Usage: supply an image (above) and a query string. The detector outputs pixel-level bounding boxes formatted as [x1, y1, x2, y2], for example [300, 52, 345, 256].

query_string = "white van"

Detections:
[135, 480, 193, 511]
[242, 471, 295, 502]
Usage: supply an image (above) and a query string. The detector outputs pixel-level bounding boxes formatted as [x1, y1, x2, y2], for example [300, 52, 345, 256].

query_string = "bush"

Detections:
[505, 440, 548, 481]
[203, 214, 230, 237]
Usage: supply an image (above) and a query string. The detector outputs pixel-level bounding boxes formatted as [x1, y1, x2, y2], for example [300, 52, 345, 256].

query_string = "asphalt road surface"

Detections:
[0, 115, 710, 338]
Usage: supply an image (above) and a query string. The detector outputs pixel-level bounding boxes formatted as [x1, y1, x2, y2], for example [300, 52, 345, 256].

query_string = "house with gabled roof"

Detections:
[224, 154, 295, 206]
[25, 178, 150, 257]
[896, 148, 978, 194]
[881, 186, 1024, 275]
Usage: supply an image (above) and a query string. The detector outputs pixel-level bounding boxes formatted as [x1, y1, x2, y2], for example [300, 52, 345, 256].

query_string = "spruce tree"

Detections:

:::::

__Task directions__. Write out the full material above again, word for word and line by line, without changing anything.

__Solution for this exercise__.
Usage: supply an image (above) and a query string. The detector outputs pixel-level bounding boxes formatted as [x1, y1, x2, y2], for example [300, 52, 345, 256].

query_string = "white van"

Detections:
[135, 480, 193, 511]
[242, 471, 295, 502]
Usage: supply an image (above) and a query string. The detector outputs pixel-level bounding boxes formatted as [x1, y1, x2, y2], for example [300, 52, 345, 256].

query_string = "bush"

Detections:
[505, 440, 548, 481]
[203, 214, 230, 237]
Usage: supply an image (above) and a query string. The detector outputs pixel-level bounding boxes formatted as [x1, y1, x2, y2], for example [300, 52, 345, 256].

query_string = "asphalt road surface"

Detections:
[0, 115, 710, 338]
Usage: supply an image (above) and a query string. The detector outputs pixel-level bounding boxes formatted as [x1, y1, x2, y2], for example [300, 52, 345, 256].

query_string = "house with gabled roof"

Detections:
[224, 154, 295, 206]
[25, 178, 150, 257]
[896, 148, 978, 194]
[881, 186, 1024, 275]
Usage: supply an image (above) and a query string. The detector outputs pixel-level bounding boxes formatted as [x1, y1, x2, y2], for example [300, 52, 345, 256].

query_string = "spruce tree"

Detections:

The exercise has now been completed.